— Your task —
Everything in the data should be repeated exactly, save for the images.

— Input material —
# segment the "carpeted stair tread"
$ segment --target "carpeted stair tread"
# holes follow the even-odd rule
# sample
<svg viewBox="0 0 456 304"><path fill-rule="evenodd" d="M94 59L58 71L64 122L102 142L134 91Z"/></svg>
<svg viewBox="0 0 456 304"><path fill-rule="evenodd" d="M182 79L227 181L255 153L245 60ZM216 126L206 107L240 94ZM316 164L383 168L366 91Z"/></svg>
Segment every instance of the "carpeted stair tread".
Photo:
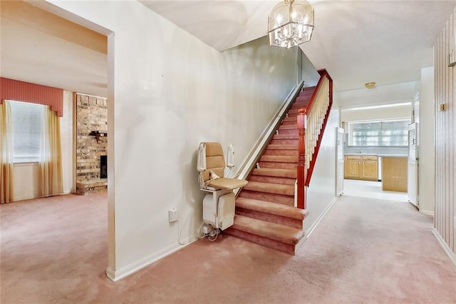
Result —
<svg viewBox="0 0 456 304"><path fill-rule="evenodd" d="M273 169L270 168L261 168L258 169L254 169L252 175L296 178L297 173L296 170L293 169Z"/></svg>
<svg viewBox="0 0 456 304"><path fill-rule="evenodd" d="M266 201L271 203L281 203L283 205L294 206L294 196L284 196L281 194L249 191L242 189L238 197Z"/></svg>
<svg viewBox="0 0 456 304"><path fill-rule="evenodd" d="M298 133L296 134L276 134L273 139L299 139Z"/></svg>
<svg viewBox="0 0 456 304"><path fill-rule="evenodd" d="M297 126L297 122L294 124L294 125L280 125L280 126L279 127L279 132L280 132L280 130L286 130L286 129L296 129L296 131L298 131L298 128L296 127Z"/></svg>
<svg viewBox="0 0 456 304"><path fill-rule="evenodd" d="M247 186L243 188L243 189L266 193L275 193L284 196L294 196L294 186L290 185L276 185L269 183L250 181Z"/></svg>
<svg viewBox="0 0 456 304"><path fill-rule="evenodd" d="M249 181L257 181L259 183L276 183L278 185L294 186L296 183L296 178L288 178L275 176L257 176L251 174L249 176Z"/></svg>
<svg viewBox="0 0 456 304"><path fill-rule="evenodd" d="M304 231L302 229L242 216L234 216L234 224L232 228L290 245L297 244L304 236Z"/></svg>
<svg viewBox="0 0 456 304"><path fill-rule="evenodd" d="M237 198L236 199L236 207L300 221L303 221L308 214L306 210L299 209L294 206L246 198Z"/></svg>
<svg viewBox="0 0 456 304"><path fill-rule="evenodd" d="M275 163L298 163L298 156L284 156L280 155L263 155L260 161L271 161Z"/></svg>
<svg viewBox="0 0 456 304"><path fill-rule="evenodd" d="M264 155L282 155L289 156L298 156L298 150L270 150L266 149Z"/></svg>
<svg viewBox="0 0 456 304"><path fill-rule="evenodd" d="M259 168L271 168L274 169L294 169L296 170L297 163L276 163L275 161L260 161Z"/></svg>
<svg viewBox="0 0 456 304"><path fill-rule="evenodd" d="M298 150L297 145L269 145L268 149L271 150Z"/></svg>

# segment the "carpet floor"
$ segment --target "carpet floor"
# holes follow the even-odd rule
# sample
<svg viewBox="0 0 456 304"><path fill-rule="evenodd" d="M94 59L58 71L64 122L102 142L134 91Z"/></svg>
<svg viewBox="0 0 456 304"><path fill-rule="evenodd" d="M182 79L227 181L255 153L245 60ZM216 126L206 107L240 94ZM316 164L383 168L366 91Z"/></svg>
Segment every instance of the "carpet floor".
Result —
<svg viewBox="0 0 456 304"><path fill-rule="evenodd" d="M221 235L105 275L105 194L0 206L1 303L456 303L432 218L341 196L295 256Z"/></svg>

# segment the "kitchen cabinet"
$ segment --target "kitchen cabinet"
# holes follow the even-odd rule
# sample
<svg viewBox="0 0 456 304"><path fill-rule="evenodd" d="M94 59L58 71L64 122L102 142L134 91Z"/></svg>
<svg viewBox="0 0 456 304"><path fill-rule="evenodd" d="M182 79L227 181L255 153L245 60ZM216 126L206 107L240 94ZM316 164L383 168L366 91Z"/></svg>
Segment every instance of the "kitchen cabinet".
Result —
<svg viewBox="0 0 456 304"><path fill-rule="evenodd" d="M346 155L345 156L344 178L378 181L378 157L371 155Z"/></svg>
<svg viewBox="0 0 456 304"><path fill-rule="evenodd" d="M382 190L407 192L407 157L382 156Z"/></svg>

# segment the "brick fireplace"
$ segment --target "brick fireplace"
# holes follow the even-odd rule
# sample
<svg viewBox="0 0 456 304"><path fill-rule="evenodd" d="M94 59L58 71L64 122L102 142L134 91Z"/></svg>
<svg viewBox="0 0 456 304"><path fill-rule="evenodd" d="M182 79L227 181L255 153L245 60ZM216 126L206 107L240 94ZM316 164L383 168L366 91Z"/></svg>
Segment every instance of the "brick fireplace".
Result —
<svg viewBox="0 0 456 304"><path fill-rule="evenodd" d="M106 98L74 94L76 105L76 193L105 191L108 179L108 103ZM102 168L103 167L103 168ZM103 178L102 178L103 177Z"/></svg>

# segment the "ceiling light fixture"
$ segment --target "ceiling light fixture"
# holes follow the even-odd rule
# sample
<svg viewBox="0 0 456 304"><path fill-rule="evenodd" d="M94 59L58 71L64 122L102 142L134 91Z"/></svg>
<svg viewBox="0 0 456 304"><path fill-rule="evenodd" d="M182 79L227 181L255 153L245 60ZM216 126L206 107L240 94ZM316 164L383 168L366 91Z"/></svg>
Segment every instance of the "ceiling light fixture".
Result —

— Result —
# segment the "carpeted stair tread"
$ segment --target "carpeted stair tread"
# holes follow the even-odd rule
# sample
<svg viewBox="0 0 456 304"><path fill-rule="evenodd" d="M94 59L58 71L64 122L102 142L134 91Z"/></svg>
<svg viewBox="0 0 456 304"><path fill-rule="evenodd" d="M182 79L227 181L255 153L245 60ZM216 126L206 107L240 94ZM316 164L383 168L366 91Z"/></svg>
Segment every instance of the "carpeted stair tread".
Photo:
Result —
<svg viewBox="0 0 456 304"><path fill-rule="evenodd" d="M273 169L270 168L261 168L258 169L254 169L252 175L296 178L297 173L296 170L293 169Z"/></svg>
<svg viewBox="0 0 456 304"><path fill-rule="evenodd" d="M266 201L271 203L281 203L283 205L294 206L294 196L284 196L281 194L249 191L242 189L238 197Z"/></svg>
<svg viewBox="0 0 456 304"><path fill-rule="evenodd" d="M298 133L296 134L276 134L273 139L299 139Z"/></svg>
<svg viewBox="0 0 456 304"><path fill-rule="evenodd" d="M297 126L297 122L294 124L294 125L280 125L280 126L279 127L279 132L280 132L280 130L286 130L286 129L296 129L296 131L298 131L298 128L296 127Z"/></svg>
<svg viewBox="0 0 456 304"><path fill-rule="evenodd" d="M247 186L243 188L243 189L266 193L275 193L284 196L294 196L294 186L290 185L276 185L269 183L250 181Z"/></svg>
<svg viewBox="0 0 456 304"><path fill-rule="evenodd" d="M249 181L257 181L259 183L276 183L278 185L294 186L296 183L296 178L288 178L275 176L257 176L251 174L249 176Z"/></svg>
<svg viewBox="0 0 456 304"><path fill-rule="evenodd" d="M304 231L302 229L242 216L234 216L234 224L232 228L290 245L297 244L304 236Z"/></svg>
<svg viewBox="0 0 456 304"><path fill-rule="evenodd" d="M237 198L236 199L236 207L300 221L303 221L308 214L306 210L299 209L294 206L246 198Z"/></svg>
<svg viewBox="0 0 456 304"><path fill-rule="evenodd" d="M275 163L298 163L298 156L284 156L280 155L263 155L260 161L271 161Z"/></svg>
<svg viewBox="0 0 456 304"><path fill-rule="evenodd" d="M264 155L282 155L289 156L298 156L298 150L270 150L266 149Z"/></svg>
<svg viewBox="0 0 456 304"><path fill-rule="evenodd" d="M259 168L271 168L274 169L294 169L296 170L297 163L276 163L275 161L260 161Z"/></svg>
<svg viewBox="0 0 456 304"><path fill-rule="evenodd" d="M298 150L297 145L269 145L268 149L271 150Z"/></svg>

# segment the "carpet floor"
$ segment --target "carpet floor"
# holes follow the even-odd rule
# sample
<svg viewBox="0 0 456 304"><path fill-rule="evenodd" d="M94 59L58 71L64 122L102 142L134 91Z"/></svg>
<svg viewBox="0 0 456 304"><path fill-rule="evenodd" d="M182 79L227 181L255 153L245 60ZM216 126L206 107L240 94ZM316 164L383 168L366 91Z"/></svg>
Segment every instance of the "carpet floor".
Result —
<svg viewBox="0 0 456 304"><path fill-rule="evenodd" d="M221 235L105 275L105 194L0 206L1 303L456 303L432 218L341 196L295 256Z"/></svg>

# segment the "kitchen cabinet"
$ segment --target "kitchen cabinet"
# holes follow the even-odd rule
# sample
<svg viewBox="0 0 456 304"><path fill-rule="evenodd" d="M94 59L58 71L64 122L102 142L134 91Z"/></svg>
<svg viewBox="0 0 456 304"><path fill-rule="evenodd" d="M182 79L227 181L255 153L245 60ZM216 126L206 107L240 94ZM316 164L383 168L366 91Z"/></svg>
Segment every instance of the "kitchen cabinet".
Result —
<svg viewBox="0 0 456 304"><path fill-rule="evenodd" d="M346 155L345 156L344 178L378 181L378 157L371 155Z"/></svg>
<svg viewBox="0 0 456 304"><path fill-rule="evenodd" d="M382 190L407 192L407 157L382 156Z"/></svg>

# segment the "brick fireplace"
$ segment --target "brick fireplace"
# holes follow the even-odd rule
# sample
<svg viewBox="0 0 456 304"><path fill-rule="evenodd" d="M94 59L58 71L64 122L102 142L134 91Z"/></svg>
<svg viewBox="0 0 456 304"><path fill-rule="evenodd" d="M182 79L227 181L255 153L245 60ZM216 126L206 107L240 94ZM316 164L383 168L366 91Z"/></svg>
Segment every instance of the "brick fireplace".
Result —
<svg viewBox="0 0 456 304"><path fill-rule="evenodd" d="M106 98L74 94L76 105L76 193L105 191L108 179L108 103ZM102 168L103 167L103 168ZM103 178L102 178L103 177Z"/></svg>

# segment the "ceiling light fixture"
$ segment --target "ceiling light fixture"
# holes follow the even-odd rule
# sample
<svg viewBox="0 0 456 304"><path fill-rule="evenodd" d="M94 59L58 71L64 122L102 142L134 91Z"/></svg>
<svg viewBox="0 0 456 304"><path fill-rule="evenodd" d="M182 79L227 181L255 153L245 60ZM216 126L206 107L240 94ZM316 164L383 168L366 91Z"/></svg>
Segment every instance of the "ceiling light fixture".
Result —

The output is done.